- [WHAT IS REQUIRED]
Answer these questions using the excerpt on the property tax revolt:
(a) Who had handed out the informal tax privileges unevenly and often arbitrarily?
(b) What word could be used to insult a nobleman on the eve of the French Revolution?
(c) What example of a tax privilege from the contemporary United States does the text give?

- [PAGE EXCERPT]
>>>>

Some observers on the left argued that taxpayers rebelled because the tax system was riddled with loopholes that unjustly favored the rich and powerful. 11 The trouble with this explanation is that people rose up in protest against the property tax after reformers tried to fix the worst injustices. In state after state, the tax revolt followed closely on the heels of reforms that made the property tax less arbitrary and more progressive than ever before. The movement was not a protest against distributive injustice.
This book shows that taxpayers rebelled because the very same reforms that increased the fairness of the property tax also exposed taxpayers to new income shocks. By modernizing and standardizing tax assessment, the reformers did away with traditional and informal tax breaks that dated from the late nineteenth century. Local tax assessors had dispensed these informal tax privileges unevenly and often arbitrarily. But most homeowners received substantial benefit from them. When they were swept away, homeowners fought to restore them in a new and permanent form.

WHERE THE TAX REVOLT CAME FROM: INFORMAL TAX PRIVILEGES AS SOCIAL PROTECTION

The central argument of this book is that state officials caused the tax revolt by doing away with informal tax privileges, and people fought to restore those privileges because they had provided a kind of social protection from the market.
A tax privilege is a specific exception to the normal rules of taxation that is designed to benefit a particular person or group of people.12 For some readers, the term may call to mind prerevolutionary France, where the king routinely granted special tax exemptions to “clergymen, courtiers, nobles, military officers, magistrates and lesser officers” and many other groups called privilegiĂ©s. (On the eve of the French Revolution, one sure way to insult a nobleman was to call him a “taillable,” or taxpayer, because only common people paid the tax called the taille.)13 But tax privileges are common in the modern world as well. A well-known example from the contemporary United States is the income tax deduction for mortgage interest on owner-occupied dwellings—the so-called home mortgage interest deduction. This deduction is a special rule that applies to homeowners: before you calculate the tax you owe on your annual income, you may first reduce your taxable income by the amount of interest that you paid on your mortgage. This deduction is different from the tax privileges of prerevolutionary France in many ways, most importantly in that it favors a middle class instead of a hereditary aristocracy. It is nonetheless a tax privilege. It specifically exempts some people (namely, homeowners) from the normal taxes that they would otherwise owe.

<<<<

- [MATERIAL PROVIDED]

>>>>

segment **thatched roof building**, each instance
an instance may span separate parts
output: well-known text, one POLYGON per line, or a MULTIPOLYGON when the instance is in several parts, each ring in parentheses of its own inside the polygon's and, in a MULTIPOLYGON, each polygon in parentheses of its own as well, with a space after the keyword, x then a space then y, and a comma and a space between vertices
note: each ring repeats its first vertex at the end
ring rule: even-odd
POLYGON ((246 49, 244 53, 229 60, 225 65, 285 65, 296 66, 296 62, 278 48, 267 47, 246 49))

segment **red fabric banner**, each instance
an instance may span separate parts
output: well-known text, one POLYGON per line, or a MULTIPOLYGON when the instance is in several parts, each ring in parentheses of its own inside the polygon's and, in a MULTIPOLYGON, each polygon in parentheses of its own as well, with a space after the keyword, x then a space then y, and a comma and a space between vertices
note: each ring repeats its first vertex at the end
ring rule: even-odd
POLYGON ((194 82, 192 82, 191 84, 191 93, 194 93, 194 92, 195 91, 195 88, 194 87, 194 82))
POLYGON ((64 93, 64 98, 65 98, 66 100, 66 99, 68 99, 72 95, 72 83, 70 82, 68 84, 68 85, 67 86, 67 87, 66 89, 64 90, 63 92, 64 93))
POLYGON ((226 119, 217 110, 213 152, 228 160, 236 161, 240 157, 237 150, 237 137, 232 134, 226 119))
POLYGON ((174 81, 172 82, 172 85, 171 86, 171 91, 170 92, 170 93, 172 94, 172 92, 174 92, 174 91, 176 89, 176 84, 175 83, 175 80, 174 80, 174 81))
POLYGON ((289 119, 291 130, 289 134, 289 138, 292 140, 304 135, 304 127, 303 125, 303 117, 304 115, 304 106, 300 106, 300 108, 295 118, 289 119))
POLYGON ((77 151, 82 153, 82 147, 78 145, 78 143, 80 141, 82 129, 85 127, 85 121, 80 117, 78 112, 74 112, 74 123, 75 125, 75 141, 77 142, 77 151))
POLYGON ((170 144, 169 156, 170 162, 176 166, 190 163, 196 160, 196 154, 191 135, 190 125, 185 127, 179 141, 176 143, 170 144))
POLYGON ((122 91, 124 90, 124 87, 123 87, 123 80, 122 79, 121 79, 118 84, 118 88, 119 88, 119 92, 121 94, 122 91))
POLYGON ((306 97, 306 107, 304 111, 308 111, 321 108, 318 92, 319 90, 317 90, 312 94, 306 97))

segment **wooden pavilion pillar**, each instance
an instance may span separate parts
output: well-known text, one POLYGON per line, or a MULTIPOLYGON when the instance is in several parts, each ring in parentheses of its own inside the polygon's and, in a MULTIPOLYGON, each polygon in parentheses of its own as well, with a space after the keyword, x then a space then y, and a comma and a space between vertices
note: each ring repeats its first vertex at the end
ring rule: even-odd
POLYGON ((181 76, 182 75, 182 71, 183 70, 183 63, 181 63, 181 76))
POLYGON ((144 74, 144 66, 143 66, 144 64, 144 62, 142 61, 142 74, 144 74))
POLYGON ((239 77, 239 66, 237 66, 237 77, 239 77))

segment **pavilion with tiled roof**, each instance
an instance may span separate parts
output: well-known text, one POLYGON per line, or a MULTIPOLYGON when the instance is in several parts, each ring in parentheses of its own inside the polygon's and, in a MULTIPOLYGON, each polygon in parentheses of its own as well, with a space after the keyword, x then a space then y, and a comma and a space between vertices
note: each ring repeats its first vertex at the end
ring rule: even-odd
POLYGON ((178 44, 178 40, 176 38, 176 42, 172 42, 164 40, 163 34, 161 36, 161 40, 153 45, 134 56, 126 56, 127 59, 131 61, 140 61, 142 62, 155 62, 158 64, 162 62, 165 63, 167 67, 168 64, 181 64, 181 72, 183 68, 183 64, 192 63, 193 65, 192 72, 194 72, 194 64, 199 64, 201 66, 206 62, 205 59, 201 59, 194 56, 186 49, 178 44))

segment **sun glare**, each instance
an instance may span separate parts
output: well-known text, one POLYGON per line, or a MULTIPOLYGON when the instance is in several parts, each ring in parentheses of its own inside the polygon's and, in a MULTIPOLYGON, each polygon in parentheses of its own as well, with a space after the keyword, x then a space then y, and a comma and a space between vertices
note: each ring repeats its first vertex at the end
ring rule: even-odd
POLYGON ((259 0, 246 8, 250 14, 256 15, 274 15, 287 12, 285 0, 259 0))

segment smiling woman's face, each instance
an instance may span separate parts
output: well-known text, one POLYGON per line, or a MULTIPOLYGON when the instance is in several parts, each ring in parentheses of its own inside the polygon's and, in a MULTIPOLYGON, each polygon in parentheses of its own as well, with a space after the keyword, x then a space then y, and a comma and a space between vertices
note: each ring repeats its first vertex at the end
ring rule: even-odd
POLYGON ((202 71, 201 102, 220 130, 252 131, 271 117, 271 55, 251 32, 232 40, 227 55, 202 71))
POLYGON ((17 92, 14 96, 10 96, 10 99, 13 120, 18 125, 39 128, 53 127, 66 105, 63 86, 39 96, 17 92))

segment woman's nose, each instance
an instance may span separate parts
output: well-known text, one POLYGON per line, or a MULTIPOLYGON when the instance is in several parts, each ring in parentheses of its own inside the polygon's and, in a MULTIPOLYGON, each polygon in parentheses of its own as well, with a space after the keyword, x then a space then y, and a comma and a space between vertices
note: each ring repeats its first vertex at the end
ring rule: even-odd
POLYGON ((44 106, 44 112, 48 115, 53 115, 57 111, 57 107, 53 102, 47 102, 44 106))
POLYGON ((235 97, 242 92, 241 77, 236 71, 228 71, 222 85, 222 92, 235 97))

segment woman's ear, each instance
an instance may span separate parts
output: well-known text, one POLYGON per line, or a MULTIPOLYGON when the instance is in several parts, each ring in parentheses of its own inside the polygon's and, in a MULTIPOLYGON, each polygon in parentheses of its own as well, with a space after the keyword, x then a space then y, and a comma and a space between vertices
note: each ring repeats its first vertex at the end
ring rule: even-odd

<<<<

- [EXERCISE RESULT]
(a) Local tax assessors.
(b) "Taillable," meaning taxpayer.
(c) The income tax deduction for mortgage interest on owner-occupied dwellings, known as the home mortgage interest deduction.